DOCUMENT TEXT below:

Information on jobs includes the starting and ending date and whether the job was part-time or full-time. Information on periods when the respondent was not in paid employment includes a description of the situation, including retirement, domestic work (looking after the home and family), unemployment, further full-time education or a period of sickness absence.
For our analyses, we combined these data and created a categorical variable describing the occupational situation for each age between 15 and 65. More specifically, we considered existing information on gaps, on jobs or on age when leaving full-time education, resulting in a variable distinguishing between nine categories: : (1) full-time work (35 hours or longer), (2) part-time work (less than 35 hours), (3) unemployment, (4) sick or disabled, (5) domestic work, (6) retirement, (7) voluntary work (8) full-time education, and (9) other. Because of low frequencies, "sick or disbaled" and "voluntary work" were additionally counted as "other" in case of the chronogram-graphs.
- Family histories
The family modules include details on the partnership and children histories. In case of children history, the birth year of each child is assessed (or year of adoption) an - in case - the year of death. Based on this information, we measured for each age between 15 and 65 number and ages of children (either own or adopted). We then constructed three variables, one describing the overall number of children at a given age (regardless of age of children), one measuring the number of children under 6 at each age, and finally a variables counting the number of children under age 17.
With regards to living arrangements, we combined information of whether the respondents lived with a partner at the age (without considering the marital status), resulting in a simple binary variables (partnership yes/no).
Graphs are based on visualization tools provided by Google (motionchart and maps) or based on D3.js (chronogram). Details about Google visualizations can be found here. Information on D3.js is provided here. Analyses and recoding procedures were done with STATA. All codes are avaialble on request.

End of DOCUMENT TEXT.
INPUT DATA below:

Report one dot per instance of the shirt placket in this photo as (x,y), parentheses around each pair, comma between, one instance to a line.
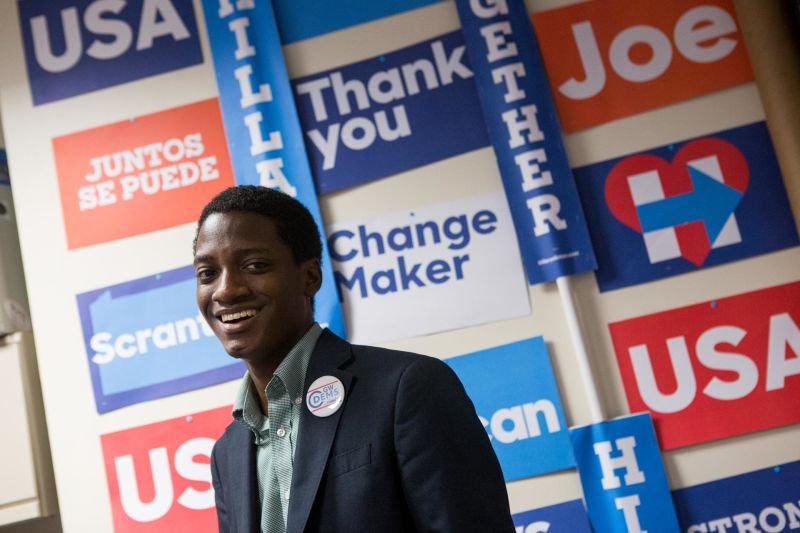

End of INPUT DATA.

• TASK INSTRUCTIONS:
In the text on job and family histories, how many weekly hours count as full-time work?

• RESULT OF THIS TASK:
35 hours or longer.